— Texto fornecido —

Somasse a isso o fato de que diante do quadro da pandemia, que ainda gera reflexos, a própria RFB e a PGFN editaram normas para suspender os procedimentos de cobrança e envio para dívida ativa, conforme se tem verifica no site da PGFN, através Portaria do Ministério da Economia nº 103, de 17 de março de 2020 e pela Portaria PGFN nº 7.821, de 18 março de 2020, com prazo prorrogado pela Portaria PGFN nº 18.176, de 30 de julho de 2020.
Por outro norte, temos que a Lei nº 9.784/1999, em seu artigo 2o, menciona os seguintes princípios: legalidade, finalidade, motivação, razoabilidade, proporcionalidade, moralidade, ampla defesa, contraditório, segurança jurídica, interesse público e eficiência, estes, para que o contribuinte alcance o que lhe é garantido por lei e pelas normas infra legais.

Excertos do conjunto de dados
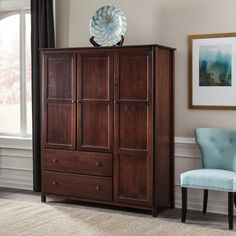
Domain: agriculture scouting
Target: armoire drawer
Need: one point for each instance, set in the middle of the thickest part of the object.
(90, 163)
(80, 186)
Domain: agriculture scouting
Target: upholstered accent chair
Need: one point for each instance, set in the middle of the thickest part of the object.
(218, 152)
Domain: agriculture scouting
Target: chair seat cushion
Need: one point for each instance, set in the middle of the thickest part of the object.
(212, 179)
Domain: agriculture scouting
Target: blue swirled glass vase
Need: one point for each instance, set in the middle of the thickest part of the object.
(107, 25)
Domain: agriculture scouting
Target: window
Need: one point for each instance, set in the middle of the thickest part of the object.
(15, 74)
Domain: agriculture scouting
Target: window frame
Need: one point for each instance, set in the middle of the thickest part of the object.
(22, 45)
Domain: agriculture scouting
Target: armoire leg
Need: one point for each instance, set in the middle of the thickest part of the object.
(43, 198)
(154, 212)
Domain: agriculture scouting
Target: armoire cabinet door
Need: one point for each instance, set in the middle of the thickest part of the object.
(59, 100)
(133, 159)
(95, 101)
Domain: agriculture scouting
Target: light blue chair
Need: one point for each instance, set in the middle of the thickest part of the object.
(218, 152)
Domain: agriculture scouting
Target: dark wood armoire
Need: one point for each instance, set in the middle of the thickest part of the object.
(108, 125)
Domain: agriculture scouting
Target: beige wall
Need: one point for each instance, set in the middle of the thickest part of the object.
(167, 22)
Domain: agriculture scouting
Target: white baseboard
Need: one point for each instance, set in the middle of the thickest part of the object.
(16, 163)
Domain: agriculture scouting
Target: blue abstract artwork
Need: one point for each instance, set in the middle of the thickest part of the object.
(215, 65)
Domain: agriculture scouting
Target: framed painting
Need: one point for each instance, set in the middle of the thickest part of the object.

— Tarefa proposta A —
Transcreva, sem qualquer alteração, o trecho do texto sobre a cobrança tributária durante a pandemia que se inicia com as palavras "Somasse a isso" e se encerra com "normas infra legais.".
— Tarefa proposta B —
Dê prosseguimento ao texto sobre a cobrança tributária durante a pandemia, a partir de sua última frase.

— Resposta A —
Somasse a isso o fato de que diante do quadro da pandemia, que ainda gera reflexos, a própria RFB e a PGFN editaram normas para suspender os procedimentos de cobrança e envio para dívida ativa, conforme se tem verifica no site da PGFN, através Portaria do Ministério da Economia nº 103, de 17 de março de 2020 e pela Portaria PGFN nº 7.821, de 18 março de 2020, com prazo prorrogado pela Portaria PGFN nº 18.176, de 30 de julho de 2020.
Por outro norte, temos que a Lei nº 9.784/1999, em seu artigo 2o, menciona os seguintes princípios: legalidade, finalidade, motivação, razoabilidade, proporcionalidade, moralidade, ampla defesa, contraditório, segurança jurídica, interesse público e eficiência, estes, para que o contribuinte alcance o que lhe é garantido por lei e pelas normas infra legais.

— Resposta B —
É preciso insistir também no fato de que a lei deve prezar pelo princípio da isonomia, tratando os iguais em igualdade e os desiguais em desigualdade, surgindo discrepância do seu real propósito, impedindo que os débitos que não estão na dívida ativa sejam também feitos a transação acima dos 60 salários mínimos; ainda que o objetivo fosse recuperar as “dívidas perdidas”, deve-se regulamentar para os que encontram-se em recuperação judicial, e não somente de pequeno valor, pois, ao olharmos para as bases fundamentais para a origem da Constituição, temos os princípios de liberdade e igualdade, que, analisando a referida regulamentação da Receita Federal, nos deixam dúvidas se a falta de regulamentação de dívidas que estão na PGFN foi um esquecimento fático ou estratégico.
Prevê a Constituição Federal do artigo 150, II:
“Instituir tratamento desigual entre contribuintes que se encontrem em situação equivalente, proibida qualquer distinção em razão de ocupação profissional ou função por eles exercida, independentemente da denominação jurídica dos rendimentos, títulos ou direitos.”
É exatamente o caso em análise.
CONTRIBUINTES que se encontram em situação EQUIVALENTE (dívida) — mas somente uma classe pode aderir a transação com descontos de juros e multas.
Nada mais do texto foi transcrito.